■ WHAT YOU HAVE TO DO
Rescale the data starting at the line that contains "Keypoint guideline: for each instance of the white stucco" and ending at the end of the data. Rewrite every line in that range, leaving the wording as is, but multiply each point coordinate in the answers by 1.05 and round it to a whole number, with halves rounded up.
+++
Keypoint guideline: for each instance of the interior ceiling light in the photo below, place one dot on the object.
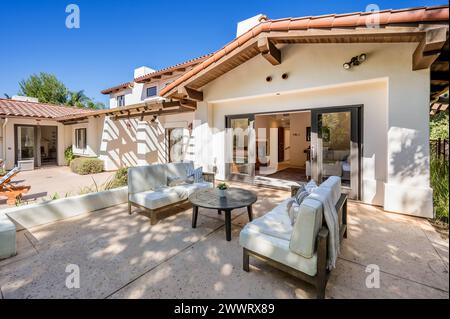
(356, 60)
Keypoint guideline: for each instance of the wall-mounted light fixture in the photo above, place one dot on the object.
(356, 60)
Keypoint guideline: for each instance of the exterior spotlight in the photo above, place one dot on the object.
(362, 58)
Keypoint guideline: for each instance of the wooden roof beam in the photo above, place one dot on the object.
(269, 51)
(429, 48)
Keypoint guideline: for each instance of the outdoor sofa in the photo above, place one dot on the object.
(299, 249)
(148, 186)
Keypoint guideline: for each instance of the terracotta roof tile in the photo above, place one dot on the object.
(149, 76)
(119, 87)
(37, 110)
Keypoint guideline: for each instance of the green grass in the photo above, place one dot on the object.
(439, 183)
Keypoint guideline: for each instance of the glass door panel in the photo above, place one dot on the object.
(336, 147)
(242, 165)
(26, 142)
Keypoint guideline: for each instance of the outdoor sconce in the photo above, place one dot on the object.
(356, 60)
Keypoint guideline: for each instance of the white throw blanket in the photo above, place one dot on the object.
(332, 220)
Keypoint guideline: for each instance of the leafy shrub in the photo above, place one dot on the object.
(439, 182)
(439, 126)
(119, 179)
(68, 155)
(85, 166)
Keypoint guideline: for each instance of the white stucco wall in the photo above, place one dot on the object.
(395, 99)
(8, 142)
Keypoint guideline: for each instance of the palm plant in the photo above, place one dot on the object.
(77, 99)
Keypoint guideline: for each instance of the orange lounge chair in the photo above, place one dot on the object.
(10, 191)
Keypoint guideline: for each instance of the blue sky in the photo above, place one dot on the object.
(117, 36)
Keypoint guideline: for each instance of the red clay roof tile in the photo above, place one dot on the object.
(38, 110)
+++
■ TASK OUTPUT
Keypoint guideline: for each instance of the white stucco wall in the photo above, place one dot on the object.
(415, 104)
(8, 149)
Keypoint guideline: for each instance of the palm plant in the photo above, place one dot on the object.
(81, 104)
Keypoint guideline: for each instance of the orange lounge chair in the photo above, place one dot on the object.
(11, 201)
Keypoint guideline: for each instance of the blue sky in the photo above, place one dot on the object.
(123, 38)
Keypoint guideline: for each instance of the red clay roof tile in the photo above, place one dot on the object.
(40, 116)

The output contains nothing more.